CHALLENGE
Each entry below should be reproduced character for character.
----------------------------------------
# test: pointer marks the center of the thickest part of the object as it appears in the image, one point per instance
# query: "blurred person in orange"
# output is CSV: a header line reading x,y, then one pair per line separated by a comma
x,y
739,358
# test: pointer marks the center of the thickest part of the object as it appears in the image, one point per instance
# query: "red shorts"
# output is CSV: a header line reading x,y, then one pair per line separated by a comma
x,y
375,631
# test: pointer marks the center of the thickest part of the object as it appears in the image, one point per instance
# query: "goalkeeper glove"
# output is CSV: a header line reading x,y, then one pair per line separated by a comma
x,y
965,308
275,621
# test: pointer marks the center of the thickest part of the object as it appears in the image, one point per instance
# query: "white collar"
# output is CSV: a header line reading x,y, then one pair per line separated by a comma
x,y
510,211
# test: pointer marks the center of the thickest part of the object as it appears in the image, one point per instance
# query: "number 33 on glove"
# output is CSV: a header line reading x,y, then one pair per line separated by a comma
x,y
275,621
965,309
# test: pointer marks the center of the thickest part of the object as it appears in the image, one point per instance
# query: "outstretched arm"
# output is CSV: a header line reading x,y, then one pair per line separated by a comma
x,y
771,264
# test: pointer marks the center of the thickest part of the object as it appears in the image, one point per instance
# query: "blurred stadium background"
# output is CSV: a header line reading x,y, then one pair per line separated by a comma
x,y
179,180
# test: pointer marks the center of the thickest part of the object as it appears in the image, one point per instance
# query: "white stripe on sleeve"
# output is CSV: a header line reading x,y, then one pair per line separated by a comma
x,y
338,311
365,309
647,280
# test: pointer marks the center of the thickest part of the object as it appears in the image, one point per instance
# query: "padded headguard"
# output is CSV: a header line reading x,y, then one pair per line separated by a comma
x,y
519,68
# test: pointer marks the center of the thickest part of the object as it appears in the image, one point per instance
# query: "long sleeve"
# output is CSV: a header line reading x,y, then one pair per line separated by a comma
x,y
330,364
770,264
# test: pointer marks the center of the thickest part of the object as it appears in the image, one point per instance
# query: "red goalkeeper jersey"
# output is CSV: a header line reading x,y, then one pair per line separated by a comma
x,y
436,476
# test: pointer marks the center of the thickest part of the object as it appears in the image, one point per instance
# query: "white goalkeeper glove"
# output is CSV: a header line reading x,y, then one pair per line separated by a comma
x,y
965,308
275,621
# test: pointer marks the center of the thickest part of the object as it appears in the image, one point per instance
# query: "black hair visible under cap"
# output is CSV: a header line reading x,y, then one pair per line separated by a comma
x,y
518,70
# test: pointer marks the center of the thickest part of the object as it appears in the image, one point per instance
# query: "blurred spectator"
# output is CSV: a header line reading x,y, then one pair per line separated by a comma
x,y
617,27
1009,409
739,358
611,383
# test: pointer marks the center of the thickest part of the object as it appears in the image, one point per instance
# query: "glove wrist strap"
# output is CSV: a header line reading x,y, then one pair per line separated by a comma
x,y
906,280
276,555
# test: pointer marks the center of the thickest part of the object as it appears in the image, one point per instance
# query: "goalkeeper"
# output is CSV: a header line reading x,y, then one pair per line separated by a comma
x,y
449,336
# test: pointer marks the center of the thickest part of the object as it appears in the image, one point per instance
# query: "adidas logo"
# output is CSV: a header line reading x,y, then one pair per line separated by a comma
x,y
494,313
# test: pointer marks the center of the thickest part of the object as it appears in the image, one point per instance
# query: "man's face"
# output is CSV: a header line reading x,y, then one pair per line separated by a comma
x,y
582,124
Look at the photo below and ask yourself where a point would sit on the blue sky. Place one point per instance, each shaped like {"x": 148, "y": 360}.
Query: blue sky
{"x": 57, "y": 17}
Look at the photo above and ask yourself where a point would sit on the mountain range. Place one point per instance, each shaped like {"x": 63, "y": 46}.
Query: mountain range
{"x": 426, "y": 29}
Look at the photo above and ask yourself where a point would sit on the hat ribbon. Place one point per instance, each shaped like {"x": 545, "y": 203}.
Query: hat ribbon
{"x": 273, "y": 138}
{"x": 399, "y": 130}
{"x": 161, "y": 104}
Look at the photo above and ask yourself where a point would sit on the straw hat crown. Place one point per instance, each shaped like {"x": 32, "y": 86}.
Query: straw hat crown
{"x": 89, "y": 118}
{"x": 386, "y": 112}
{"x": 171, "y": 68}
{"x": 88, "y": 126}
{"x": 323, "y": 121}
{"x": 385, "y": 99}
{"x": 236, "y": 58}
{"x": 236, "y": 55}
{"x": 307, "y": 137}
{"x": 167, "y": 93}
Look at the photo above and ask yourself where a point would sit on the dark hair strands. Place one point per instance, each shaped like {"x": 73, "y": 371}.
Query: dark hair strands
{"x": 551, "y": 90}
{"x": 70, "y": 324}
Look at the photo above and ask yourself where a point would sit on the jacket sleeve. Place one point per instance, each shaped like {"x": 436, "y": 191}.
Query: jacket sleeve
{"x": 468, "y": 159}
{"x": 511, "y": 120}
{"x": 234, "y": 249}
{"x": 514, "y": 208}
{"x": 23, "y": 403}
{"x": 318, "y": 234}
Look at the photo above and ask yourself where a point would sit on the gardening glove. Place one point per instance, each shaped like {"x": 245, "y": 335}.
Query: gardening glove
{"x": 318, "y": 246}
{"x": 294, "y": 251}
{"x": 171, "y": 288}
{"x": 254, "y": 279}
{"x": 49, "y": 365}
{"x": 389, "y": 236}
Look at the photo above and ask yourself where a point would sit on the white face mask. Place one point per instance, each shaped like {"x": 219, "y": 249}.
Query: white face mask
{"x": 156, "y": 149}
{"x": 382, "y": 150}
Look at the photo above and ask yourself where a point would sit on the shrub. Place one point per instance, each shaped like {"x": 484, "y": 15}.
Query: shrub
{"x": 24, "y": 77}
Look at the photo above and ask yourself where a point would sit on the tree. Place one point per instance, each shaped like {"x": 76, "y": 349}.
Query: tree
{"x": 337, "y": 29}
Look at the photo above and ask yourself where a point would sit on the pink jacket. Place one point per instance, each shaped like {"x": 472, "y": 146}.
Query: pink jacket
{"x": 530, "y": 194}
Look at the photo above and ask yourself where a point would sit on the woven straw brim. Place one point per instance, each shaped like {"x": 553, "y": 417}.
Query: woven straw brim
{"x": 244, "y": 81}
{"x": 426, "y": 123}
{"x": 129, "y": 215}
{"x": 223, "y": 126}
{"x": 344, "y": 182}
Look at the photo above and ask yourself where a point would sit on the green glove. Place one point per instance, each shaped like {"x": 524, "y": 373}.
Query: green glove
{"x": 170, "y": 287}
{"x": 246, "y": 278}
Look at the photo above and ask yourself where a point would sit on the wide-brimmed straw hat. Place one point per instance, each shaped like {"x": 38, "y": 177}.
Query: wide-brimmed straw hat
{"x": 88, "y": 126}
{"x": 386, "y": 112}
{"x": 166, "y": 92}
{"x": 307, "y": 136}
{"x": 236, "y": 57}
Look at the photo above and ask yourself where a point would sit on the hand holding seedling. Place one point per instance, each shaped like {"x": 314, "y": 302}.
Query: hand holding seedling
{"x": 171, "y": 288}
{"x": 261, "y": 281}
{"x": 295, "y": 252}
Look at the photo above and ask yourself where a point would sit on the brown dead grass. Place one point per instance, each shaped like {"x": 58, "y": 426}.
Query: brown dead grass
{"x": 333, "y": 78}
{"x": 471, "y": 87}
----------------------------------------
OUTPUT OF THE EXERCISE
# test: pointer marks the center of the thickest part of the object as it appears in the image, one point per instance
# query: "blurred person in orange"
# output is CSV: a header line reading x,y, then one pair per line separated by a comma
x,y
739,358
# test: pointer marks the center of the thickest part of the object as it appears in the image, one point per instance
# query: "red shorts"
# output is CSV: a header line reading x,y, then one pair per line separated by a comma
x,y
375,631
# test: pointer marks the center of the thickest part of the object as it appears in the image, one point per instance
# query: "goalkeeper glove"
# output is CSV: a header line reading x,y, then one pair per line separated by a comma
x,y
965,308
275,621
# test: pointer marks the center of the thickest part of the object as it appears in the image, one point per instance
# query: "white collar"
# output is CSV: a header line reading x,y, then one pair per line separated by a comma
x,y
510,211
# test: pointer marks the center of the thickest part of the object as it appears in the image, one point per instance
# query: "number 33 on glove"
# output is CSV: a header line reading x,y, then one pair per line separated by a comma
x,y
275,621
965,309
# test: pointer marks the center of the thickest part of the object as it appears in the image, one point per instance
# query: "outstretched arm"
# output is CSV: a header line reading x,y, then one pair per line separated by a comma
x,y
771,264
# test: pointer marks the center of the thickest part of the object as it appears in the image, one point per instance
# query: "blurred stadium background"
# output is CSV: a header line reading x,y, then one pair per line separated by a comma
x,y
179,180
# test: pointer marks the center of the thickest part of the object as it appears in the image, one point per instance
# query: "white stripe on sleeve"
# output is CSV: a header line reading x,y, then one pair per line separated by a comma
x,y
338,311
365,309
647,280
# test: pointer marks the center of the thickest part of the object as it appears in the image, one point per instance
# query: "padded headguard"
# output is CSV: a header line reading x,y, then one pair per line separated by a comma
x,y
519,68
# test: pointer marks the center of the thickest part of the object as it appears in the image, one point per instance
# query: "long sleeve"
# output is CSV: a header line reading x,y, then one pair per line separated by a comma
x,y
330,364
770,264
# test: pointer marks the center of the thickest part of the object as it appears in the image, one point per instance
# query: "red goalkeeper jersey"
# output is CSV: a header line reading x,y, then one pair per line separated by a comma
x,y
436,476
# test: pointer marks the center of the thickest part of the object as it appears in the image, one point per instance
# query: "white goalkeeper glove"
# output is CSV: a header line reading x,y, then one pair per line separated by a comma
x,y
965,308
275,621
# test: pointer marks the center of the thickest part of the object as it appears in the image, one point per instance
# query: "black hair visible under cap"
# output is CSV: a header line reading x,y, then one pair per line separated by a comma
x,y
518,70
# test: pointer marks the center of the thickest part of the object as it appears in the image, one point per instance
# query: "blurred spectator"
# output is CSV: a header line reading x,y, then one pair per line separated by a comma
x,y
617,27
1009,409
739,358
611,383
# test: pointer marks the center of the thickest part of the object as it appears in the image, one point per instance
# query: "glove wrist strap"
# output is CSV: a header line reading x,y, then one pair per line separated by a comma
x,y
906,280
276,555
# test: pointer marks the center of the thickest part of the object as it appears in the image, one point per instance
# query: "goalkeeper"
# output is CSV: a header line reading x,y, then one pair per line separated by a comma
x,y
449,336
# test: pointer marks the center of the thickest part of the object as it appears in the image, one point per instance
# query: "adidas logo"
# output is CSV: a header line reading x,y, then one pair per line separated by a comma
x,y
494,313
# test: pointer marks the center of the thickest part of the object as it appears in the image, one point per instance
# query: "man's face"
# output is CSV: a header line reading x,y, then one pair per line separated by a comma
x,y
582,124
Look at the photo below and ask yourself where a point would sit on the blue sky. Place one point per instance, each shaped like {"x": 148, "y": 360}.
Query: blue sky
{"x": 57, "y": 17}
Look at the photo above and ask yourself where a point would sit on the mountain range. Place one point per instance, each shaped like {"x": 63, "y": 46}.
Query: mountain range
{"x": 426, "y": 29}
Look at the photo above and ask yourself where a point would sit on the hat ribbon. Place one point per instance, each shaped like {"x": 545, "y": 203}.
Query: hat ribbon
{"x": 273, "y": 138}
{"x": 399, "y": 130}
{"x": 161, "y": 104}
Look at the photo above and ask yourself where a point would sit on the straw hat crown. Place one point per instance, each shaped like {"x": 32, "y": 86}.
Query: straw hat crown
{"x": 89, "y": 118}
{"x": 386, "y": 112}
{"x": 171, "y": 68}
{"x": 88, "y": 126}
{"x": 323, "y": 121}
{"x": 385, "y": 99}
{"x": 236, "y": 58}
{"x": 236, "y": 55}
{"x": 307, "y": 137}
{"x": 167, "y": 93}
Look at the photo above and ask yourself where a point would sit on the dark hair strands. Place one point per instance, each shaped like {"x": 73, "y": 371}.
Query: dark hair strands
{"x": 551, "y": 90}
{"x": 70, "y": 324}
Look at the photo above and ask yourself where a point would sit on the jacket sleeve. Place one point per instance, each shaped like {"x": 436, "y": 191}.
Query: jacket sleeve
{"x": 468, "y": 159}
{"x": 511, "y": 120}
{"x": 234, "y": 249}
{"x": 514, "y": 208}
{"x": 23, "y": 403}
{"x": 318, "y": 234}
Look at the photo above and ask yourself where a point would sit on the gardening glove. Place one point per instance, each shaped like {"x": 245, "y": 335}.
Query: gardening glove
{"x": 318, "y": 246}
{"x": 294, "y": 251}
{"x": 171, "y": 288}
{"x": 254, "y": 279}
{"x": 49, "y": 365}
{"x": 389, "y": 236}
Look at the photo above and ask yourself where a point would sit on the white face mask. Place one point per instance, each shaped like {"x": 219, "y": 249}.
Query: white face mask
{"x": 156, "y": 149}
{"x": 382, "y": 150}
Look at the photo above and ask yourself where a point would sit on the shrub. Place one point per instance, each shaped like {"x": 484, "y": 15}.
Query: shrub
{"x": 24, "y": 77}
Look at the photo above and ask yourself where a point would sit on the tree. Place one point per instance, each shaped like {"x": 76, "y": 349}.
Query: tree
{"x": 337, "y": 29}
Look at the photo above and ask yourself where a point would sit on the pink jacket. Place one point per instance, each shaped like {"x": 472, "y": 146}.
Query: pink jacket
{"x": 530, "y": 194}
Look at the photo above and ask yourself where a point would sit on the woven straw brim. Place one point per instance, each shaped like {"x": 553, "y": 417}.
Query: woven straw brim
{"x": 244, "y": 81}
{"x": 426, "y": 123}
{"x": 129, "y": 215}
{"x": 223, "y": 126}
{"x": 344, "y": 182}
Look at the photo above and ask yourself where a point would sit on the green glove. Place one point per instance, each shaped like {"x": 524, "y": 373}.
Query: green glove
{"x": 170, "y": 287}
{"x": 246, "y": 278}
Look at the photo above and ask yourself where a point would sit on the wide-brimmed straw hat. Place one point per instance, each shaped like {"x": 38, "y": 177}.
Query: wide-brimmed straw hat
{"x": 88, "y": 126}
{"x": 386, "y": 112}
{"x": 166, "y": 92}
{"x": 307, "y": 136}
{"x": 236, "y": 57}
Look at the photo above and ask yourself where a point would sit on the hand holding seedling. Place one point per instance, each shaped like {"x": 314, "y": 302}.
Query: hand holding seedling
{"x": 171, "y": 288}
{"x": 261, "y": 281}
{"x": 295, "y": 252}
Look at the photo above and ask yourself where a point would sit on the brown dead grass. Place one point per instance, each shaped like {"x": 58, "y": 426}.
Query: brown dead grass
{"x": 333, "y": 78}
{"x": 471, "y": 87}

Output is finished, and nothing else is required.